> _Passage_:
After a lengthy gymnastics practice and occasional tutoring appointments, Vega returns home and studies for the rest of the night. An opportunity to sleep then arises, and then the cycle begins once more. Somehow, there’s time for team bonding, relationships, family and a few more minutes with Loki mixed into that schedule.
“She’s done a much better job this year than last with balancing it,” Kupets Carter said. “There were a lot of late nights, early mornings and we have asked her to eliminate those. She has done a great job, and is really into the swing of things knowing there’s a high expectation in the gym and with her schoolwork.”
Some of Vega’s teammates have rigorous majors as well, including freshmen Rachel Baumann (intended Management Information Systems) and Rachael Lukacs (Criminal Justice), but none of those compare to a desire to enter the medical field. Vega plans to take an extra semester at Georgia to raise some grades in harder classes, then take the MCAT and enroll in medical school — preferably staying in-state or returning home to New York.
All of the other GymDogs couldn’t imagine taking on such a balance. Lukacs’ response, for one, didn’t require words. She turned toward Vega, and waved her arms up-and-down. All hail queen Sabrina.
“God bless. I look at some of her stuff and say ‘Sab, what does that even mean?’” Lukacs said. “I just let her do her thing. Not many students, let alone athletes, can do what she’s doing right now. She’s getting 10s on floor, being a beast on beam and vault and hitting the books like no one else. She’s going after that biology, med, or whatever it is. She’s a beast at everything.”

(Extracted records)
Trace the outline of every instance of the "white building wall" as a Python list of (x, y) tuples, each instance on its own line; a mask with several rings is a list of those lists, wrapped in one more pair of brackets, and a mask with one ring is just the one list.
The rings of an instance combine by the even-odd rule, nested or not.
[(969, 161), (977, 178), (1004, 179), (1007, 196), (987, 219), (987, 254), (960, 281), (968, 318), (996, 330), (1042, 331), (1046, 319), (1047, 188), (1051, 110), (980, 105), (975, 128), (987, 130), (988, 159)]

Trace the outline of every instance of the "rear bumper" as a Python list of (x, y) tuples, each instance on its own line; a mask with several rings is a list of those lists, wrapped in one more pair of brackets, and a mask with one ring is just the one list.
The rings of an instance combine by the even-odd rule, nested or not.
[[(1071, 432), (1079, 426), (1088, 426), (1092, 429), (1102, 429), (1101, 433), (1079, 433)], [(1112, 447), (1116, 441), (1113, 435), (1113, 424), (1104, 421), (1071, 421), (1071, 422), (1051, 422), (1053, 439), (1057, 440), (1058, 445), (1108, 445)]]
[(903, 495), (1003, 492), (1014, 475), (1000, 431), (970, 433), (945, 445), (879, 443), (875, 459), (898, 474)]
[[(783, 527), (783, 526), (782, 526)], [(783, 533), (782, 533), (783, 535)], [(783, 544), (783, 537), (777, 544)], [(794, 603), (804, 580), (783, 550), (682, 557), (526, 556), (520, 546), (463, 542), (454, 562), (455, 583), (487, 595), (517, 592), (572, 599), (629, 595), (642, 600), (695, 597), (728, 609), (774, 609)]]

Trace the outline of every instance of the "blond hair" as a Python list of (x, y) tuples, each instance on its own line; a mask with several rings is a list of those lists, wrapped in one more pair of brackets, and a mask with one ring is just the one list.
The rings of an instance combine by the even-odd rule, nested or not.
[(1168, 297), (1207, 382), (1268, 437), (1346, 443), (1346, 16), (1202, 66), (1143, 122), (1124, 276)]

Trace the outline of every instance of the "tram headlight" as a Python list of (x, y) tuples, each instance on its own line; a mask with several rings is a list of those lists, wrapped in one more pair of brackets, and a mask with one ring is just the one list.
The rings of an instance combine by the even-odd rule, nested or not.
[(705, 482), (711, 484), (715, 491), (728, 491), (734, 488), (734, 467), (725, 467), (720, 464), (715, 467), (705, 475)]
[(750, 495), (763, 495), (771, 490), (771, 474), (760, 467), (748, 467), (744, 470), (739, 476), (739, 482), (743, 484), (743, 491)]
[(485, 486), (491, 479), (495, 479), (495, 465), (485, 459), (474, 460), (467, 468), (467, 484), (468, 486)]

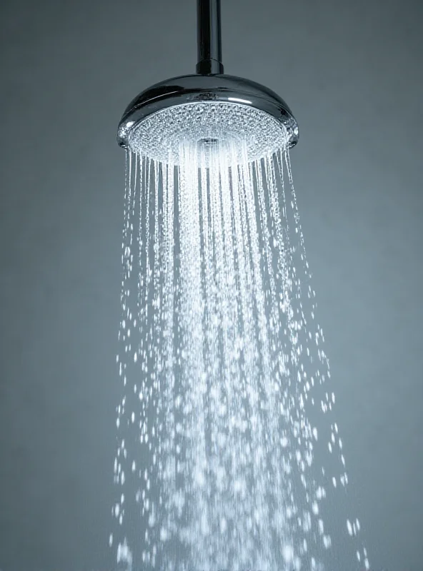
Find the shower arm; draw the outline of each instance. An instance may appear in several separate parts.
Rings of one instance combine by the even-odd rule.
[[[220,0],[197,0],[198,64],[199,75],[223,74]]]

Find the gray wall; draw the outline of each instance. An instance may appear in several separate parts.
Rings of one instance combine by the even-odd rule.
[[[0,4],[0,568],[111,566],[127,103],[196,57],[194,0]],[[423,565],[423,4],[222,0],[226,71],[286,98],[372,567]],[[347,570],[347,571],[348,571]]]

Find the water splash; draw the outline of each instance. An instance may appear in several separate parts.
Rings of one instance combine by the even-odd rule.
[[[289,153],[249,152],[126,155],[122,569],[333,568],[324,503],[337,510],[348,476]],[[342,525],[355,563],[339,568],[368,569],[359,522]]]

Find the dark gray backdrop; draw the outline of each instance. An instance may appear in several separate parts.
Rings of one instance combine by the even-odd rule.
[[[423,566],[423,4],[222,0],[226,71],[292,153],[372,567]],[[0,568],[103,571],[129,100],[196,60],[194,0],[0,4]]]

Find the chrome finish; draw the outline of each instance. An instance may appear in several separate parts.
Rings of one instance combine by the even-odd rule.
[[[197,0],[197,74],[223,74],[220,0]]]
[[[261,109],[282,123],[289,148],[297,144],[297,121],[285,101],[260,84],[224,74],[189,75],[166,79],[138,95],[126,107],[118,128],[119,146],[128,148],[131,129],[146,117],[167,107],[196,101],[225,101]]]

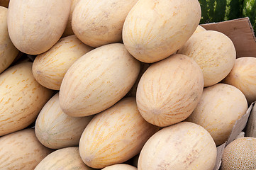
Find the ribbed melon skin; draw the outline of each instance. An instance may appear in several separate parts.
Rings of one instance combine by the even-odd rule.
[[[256,1],[244,0],[243,6],[243,16],[248,16],[254,31],[256,31]]]
[[[93,170],[84,164],[78,147],[65,147],[48,154],[35,170]]]
[[[199,0],[199,1],[201,9],[201,23],[220,22],[241,16],[243,0]]]
[[[80,156],[96,169],[123,163],[158,130],[140,115],[135,98],[124,98],[90,121],[80,138]]]

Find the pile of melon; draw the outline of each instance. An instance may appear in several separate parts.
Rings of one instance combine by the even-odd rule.
[[[1,170],[213,170],[256,101],[256,58],[197,0],[4,1]],[[222,169],[256,169],[240,141]]]

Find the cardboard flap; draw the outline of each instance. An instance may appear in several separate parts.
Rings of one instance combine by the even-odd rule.
[[[238,120],[234,126],[233,127],[232,132],[228,137],[228,140],[226,142],[226,145],[230,144],[232,141],[233,141],[235,137],[242,132],[242,130],[245,128],[247,121],[248,120],[249,115],[252,111],[252,107],[255,104],[255,102],[252,103],[248,109],[246,110],[245,115],[242,116],[241,118]]]
[[[248,17],[201,26],[206,30],[219,31],[229,37],[235,45],[237,58],[256,57],[256,38]]]

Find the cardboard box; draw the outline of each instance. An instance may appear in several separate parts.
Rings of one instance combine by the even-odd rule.
[[[201,26],[206,30],[219,31],[229,37],[234,43],[237,58],[256,57],[256,38],[248,17]],[[252,109],[253,108],[255,109]],[[217,159],[214,170],[218,170],[221,167],[221,157],[225,147],[233,141],[245,129],[250,113],[255,110],[255,102],[253,102],[250,104],[246,113],[235,123],[228,140],[217,147]]]

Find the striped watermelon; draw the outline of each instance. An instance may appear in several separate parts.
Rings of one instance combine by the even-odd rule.
[[[220,22],[241,17],[243,0],[199,0],[199,1],[201,8],[200,23]]]
[[[255,32],[256,31],[256,0],[244,0],[243,16],[248,16]]]

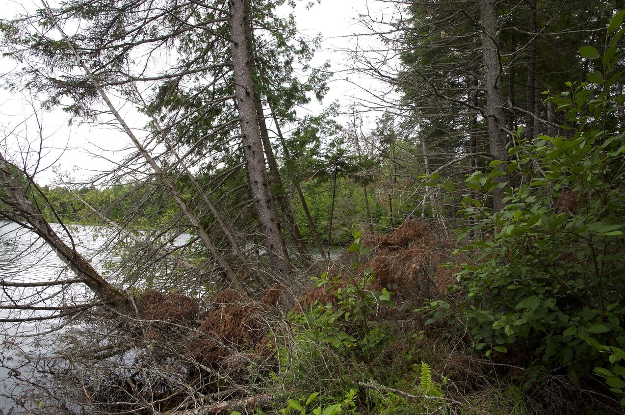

> _The problem_: In the passage about Vega, what does she plan to do before taking the MCAT? Please answer in one sentence.

> _Response to this exercise_: She plans to take an extra semester at Georgia to raise some grades in harder classes.